**Estratto della pagina:**
==================================================

D'altronde le destinazioni di beni a servizio di un'attività funzionale (atteggiate o non che fossero come attribuzioni- per intenderci: conferimento in società, da un lato, e destinazione di un compendio patrimoniale ad uno specifico affare da parte di una società per azioni, dall'altro), destinazioni già dotate di rilievo sul piano dell'articolazione del patrimonio, in quanto idonee a separare il patrimonio asservito alla funzione dal patrimonio residuo del destinante e del funzionario (se soggettivamente altro dal primo) erano tassative quanto agli interessi precostituiti (capaci di rendere l'attività funzione) ed alle tecniche necessarie per generare l'articolazione: basti comparare interessi e tecniche nei casi della costituzione di un fondo patrimoniale, della erezione di una fondazione, della costituzione di una società, della "dedica" di un patrimonio ad uno specifico affare e via dicendo. Sicché auspicare che «nel suo processo evolutivo» l'autonomia privata possa destinare con conseguenze equivalenti «a tutte le finalità in sé degne di tutela» [nota 17] mi sembrava apodittico ieri e mi sembra falsificato oggi proprio dall'art. 2645-ter c.c., almeno se vincolo funzionale a carico del destinante e separazione del cespite destinato si pensano come effetti negoziali della destinazione, cioè risposte legali immediate e coerenti a regole fissate dai privati.

==================================================

**Righe da un dataset di puntamento:**
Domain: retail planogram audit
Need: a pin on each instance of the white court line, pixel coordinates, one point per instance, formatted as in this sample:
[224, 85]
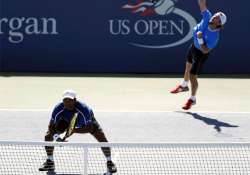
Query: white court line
[130, 111]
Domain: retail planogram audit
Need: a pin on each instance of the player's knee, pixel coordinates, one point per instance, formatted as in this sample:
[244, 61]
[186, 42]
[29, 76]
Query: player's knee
[48, 137]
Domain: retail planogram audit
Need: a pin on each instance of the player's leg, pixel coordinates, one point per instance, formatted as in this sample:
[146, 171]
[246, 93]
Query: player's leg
[98, 133]
[199, 60]
[183, 86]
[59, 128]
[49, 164]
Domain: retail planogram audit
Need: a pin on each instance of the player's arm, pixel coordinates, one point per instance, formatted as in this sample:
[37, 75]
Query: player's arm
[203, 5]
[204, 47]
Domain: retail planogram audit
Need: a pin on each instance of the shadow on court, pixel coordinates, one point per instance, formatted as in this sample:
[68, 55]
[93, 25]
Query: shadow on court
[214, 122]
[54, 173]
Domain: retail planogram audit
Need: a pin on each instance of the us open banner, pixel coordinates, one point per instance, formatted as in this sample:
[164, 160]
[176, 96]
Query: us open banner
[123, 36]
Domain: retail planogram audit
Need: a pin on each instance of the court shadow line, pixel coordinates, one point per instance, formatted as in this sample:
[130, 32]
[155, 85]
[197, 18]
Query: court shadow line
[210, 121]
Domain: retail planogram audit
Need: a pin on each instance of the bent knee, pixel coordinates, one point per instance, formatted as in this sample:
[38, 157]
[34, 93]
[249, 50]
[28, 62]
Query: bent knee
[48, 136]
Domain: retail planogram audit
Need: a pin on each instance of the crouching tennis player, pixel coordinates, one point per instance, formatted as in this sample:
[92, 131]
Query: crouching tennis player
[85, 123]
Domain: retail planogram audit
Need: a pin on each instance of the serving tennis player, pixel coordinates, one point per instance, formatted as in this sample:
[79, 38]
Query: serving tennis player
[205, 38]
[85, 122]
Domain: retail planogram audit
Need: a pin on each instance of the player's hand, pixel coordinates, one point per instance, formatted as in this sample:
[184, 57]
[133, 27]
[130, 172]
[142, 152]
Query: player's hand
[199, 34]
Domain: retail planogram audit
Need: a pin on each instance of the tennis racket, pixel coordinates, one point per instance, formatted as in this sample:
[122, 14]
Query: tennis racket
[71, 126]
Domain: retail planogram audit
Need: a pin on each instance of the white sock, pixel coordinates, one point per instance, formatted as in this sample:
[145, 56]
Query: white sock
[50, 158]
[108, 158]
[193, 98]
[184, 83]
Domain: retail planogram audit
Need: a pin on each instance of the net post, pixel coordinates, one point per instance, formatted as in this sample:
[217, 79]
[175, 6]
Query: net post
[85, 160]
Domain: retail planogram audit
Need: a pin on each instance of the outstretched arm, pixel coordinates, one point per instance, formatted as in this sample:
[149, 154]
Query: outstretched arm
[203, 5]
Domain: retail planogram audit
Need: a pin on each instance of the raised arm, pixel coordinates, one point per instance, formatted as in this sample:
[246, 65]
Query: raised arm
[203, 5]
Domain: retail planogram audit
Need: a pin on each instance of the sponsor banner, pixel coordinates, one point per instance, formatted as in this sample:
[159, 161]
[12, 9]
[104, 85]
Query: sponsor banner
[124, 36]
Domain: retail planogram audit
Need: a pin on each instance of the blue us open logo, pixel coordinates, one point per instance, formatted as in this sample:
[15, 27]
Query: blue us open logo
[154, 24]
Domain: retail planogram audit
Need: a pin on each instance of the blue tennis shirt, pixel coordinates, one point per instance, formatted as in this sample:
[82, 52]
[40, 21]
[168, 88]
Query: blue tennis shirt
[210, 37]
[84, 116]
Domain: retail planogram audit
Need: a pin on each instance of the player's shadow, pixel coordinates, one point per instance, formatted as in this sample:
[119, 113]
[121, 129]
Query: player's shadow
[54, 173]
[209, 121]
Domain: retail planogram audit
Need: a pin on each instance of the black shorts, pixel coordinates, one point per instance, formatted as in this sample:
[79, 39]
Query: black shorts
[196, 58]
[62, 126]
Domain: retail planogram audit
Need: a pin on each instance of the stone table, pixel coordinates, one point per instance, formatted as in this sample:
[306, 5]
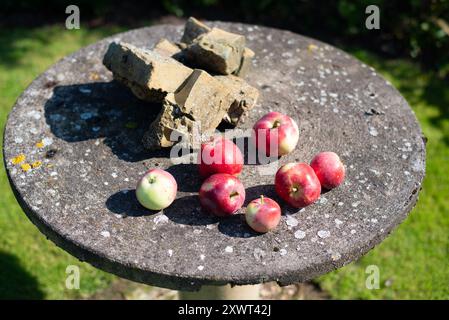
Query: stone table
[80, 134]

==================================================

**Obiettivo 1:**
Rispondi a queste domande sull'estratto sulla destinazione patrimoniale:
(a) Quali due esempi di destinazione compaiono tra parentesi dopo "per intenderci"?
(b) Con quali due parole vengono giudicati, ieri e oggi, l'auspicio sulle «finalità in sé degne di tutela»?
(c) Quale articolo del codice civile viene citato?
**Obiettivo 2:**
Prosegui l'estratto sulla destinazione patrimoniale partendo dopo la sua ultima frase.

**Risposta 1:**
(a) Il conferimento in società e la destinazione di un compendio patrimoniale ad uno specifico affare da parte di una società per azioni.
(b) Apodittico ieri, falsificato oggi.
(c) L'art. 2645-ter c.c.

**Risposta 2:**
Perché vincolo e separazione si generino ci vuol ben altro di una manifestazione di volontà: che la destinazione si iscriva in un'iniziativa collettiva lucrativa o non (società ed altre formazioni associative); che accetti di svilupparsi, se iscritta in un'iniziativa individuale, avvalendosi di un codice organizzativo prefissato (quella della società per azioni o a responsabilità limitata) e si sottoponga alla formalità dell'iscrizione nel Registro delle Imprese; che promani da una società per azioni, nel rispetto di regole procedurali e sostanziali, e sia poi sottoposta alla formalità da ultimo citata; che subisca lo scrutinio dell'Autorità pubblica ecc. Ed oggi che la destinazione, documentata in forma pubblica e preordinata ad interessi di meritevolezza da verificare, sia trascritta, sempre se relativa a beni immobili o mobili registrati.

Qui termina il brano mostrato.